start Supplied text

From the lockdump, it became clear that the process granted all locks was:

root      3988    35  0.0  0.0      0     0 worker_thread     S<     Apr 30 00:00:00 glock_workqueue


Version-Release number of selected component (if applicable):


How reproducible:

Not every time, it is unpredictable, the application is not available for testing.

Steps to Reproduce:
1.have 3 nodes writting to the same GFS2 directory
2.run the app for a number of hours
3.watch the processes go 'D'
  
Actual results:

processes go into 'D' state or other types of wait state.

Expected results:

processes do not lockup.

Comment 14 Steve Whitehouse 2009-05-05 14:22:52 UTC
Looks like its probably a missing call back to me - need to investigate further to be certain.

Comment 15 Steve Whitehouse 2009-05-07 11:04:49 UTC
The attached data doesn't include the glock or the dlm lock dumps. That information (just the raw dumps from the debugfs files) is required in order to try and work out what is going on here.

Since the glock is missing from the hangalyser trace, it suggests that gfs2 and the dlm have confused each other, so the dlm dumps are a vital piece of the jigsaw to see what is going on.

Comment 20 Steve Whitehouse 2009-05-08 09:59:08 UTC
Here is the dlm master copy of the lock in question:

Resource f7b672c0 Name (len=24) "       2         18b36cb"

end Supplied text
start Dataset entries

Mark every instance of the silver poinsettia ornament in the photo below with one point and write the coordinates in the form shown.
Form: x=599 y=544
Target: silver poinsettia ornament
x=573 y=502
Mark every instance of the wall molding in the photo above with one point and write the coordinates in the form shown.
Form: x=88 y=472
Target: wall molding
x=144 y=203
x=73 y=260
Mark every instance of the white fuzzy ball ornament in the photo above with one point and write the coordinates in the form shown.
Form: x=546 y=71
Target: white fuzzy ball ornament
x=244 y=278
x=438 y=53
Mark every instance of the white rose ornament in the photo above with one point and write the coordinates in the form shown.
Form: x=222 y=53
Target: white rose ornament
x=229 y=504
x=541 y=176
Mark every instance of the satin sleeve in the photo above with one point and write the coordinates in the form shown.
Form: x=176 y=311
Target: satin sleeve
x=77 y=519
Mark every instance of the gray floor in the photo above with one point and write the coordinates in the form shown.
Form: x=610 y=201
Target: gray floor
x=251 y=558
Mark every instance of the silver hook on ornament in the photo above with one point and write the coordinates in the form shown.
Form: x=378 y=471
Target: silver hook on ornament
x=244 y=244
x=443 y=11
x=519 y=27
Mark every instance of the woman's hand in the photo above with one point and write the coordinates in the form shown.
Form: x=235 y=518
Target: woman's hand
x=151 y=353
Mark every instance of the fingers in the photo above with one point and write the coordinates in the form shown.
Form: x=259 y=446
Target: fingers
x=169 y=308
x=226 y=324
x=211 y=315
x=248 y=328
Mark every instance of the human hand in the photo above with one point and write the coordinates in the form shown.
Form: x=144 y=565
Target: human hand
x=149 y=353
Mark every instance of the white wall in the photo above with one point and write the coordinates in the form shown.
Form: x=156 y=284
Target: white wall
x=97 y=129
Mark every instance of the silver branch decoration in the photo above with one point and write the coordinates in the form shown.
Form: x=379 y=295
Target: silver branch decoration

end Dataset entries

(Exercises)
1) Write out a passage from the GFS2 lock bug report above word for word. Begin at the words "Since the glock" and stop after "is going on.".
2) Resume the GFS2 lock bug report from the point where it ends.

(Per-task answers)
1)
Since the glock is missing from the hangalyser trace, it suggests that gfs2 and the dlm have confused each other, so the dlm dumps are a vital piece of the jigsaw to see what is going on.

2)
Master Copy
Granted Queue
0337017d EX Remote:   3 02de000a
Conversion Queue
Waiting Queue
03ea0198 -- (PR)
02330164 -- (PR) Remote:   2 036e0051


This indicates that node 1 should have sent a call back to node 3. On node 3 we have:

G:  s:EX n:2/18b36cb f:y t:EX d:EX/0 l:0 a:0 r:3
 I: n:5103274/25900747 t:4 f:0x00000010

i.e. a glock which claims to have received no callback.

So somewhere along the line, we've lost the call back. The question being why and where? There are two possible causes (a) the dlm never sent a callback or (b) gfs2 ignored it for some reason.

Comment 21 Steve Whitehouse 2009-05-08 10:21:22 UTC
Actually there is also (c) that the message got lost or reordered in the lock_dlm module.

Comment 22 Steve Whitehouse 2009-05-08 10:31:10 UTC
What I'm going to suggest at this stage is that if its possible to reproduce without too much difficulty, that you should collect tcpdumps of the dlm traffic at each node.

In the end, we are only interested in the last few dlm packets which relate to the lock in question (which is the directory inode lock) on the node where the lock is being cached (i.e. node 3 in the above traces). You'll have to capture all the traffic on all the nodes though to be sure to catch it though. I'd suggest setting the snaplen to 1500 in case it chops off the end of any packets.

Chrissie and/or Dave should be able to help with setting up tcpdump to capture the packets. There is also a tool which can analyse the dumps and turn them into something meaningful, but I forget its name. Again Chrissie and/or Dave should be able to help.

If we can prove whether the callback is making it across the wire to the stuck node, that cuts down the possibilities. If it is making it across the wire, then it will be much harder to trace what is going on, unfortunately. I'll give that issue some thought in the mean time.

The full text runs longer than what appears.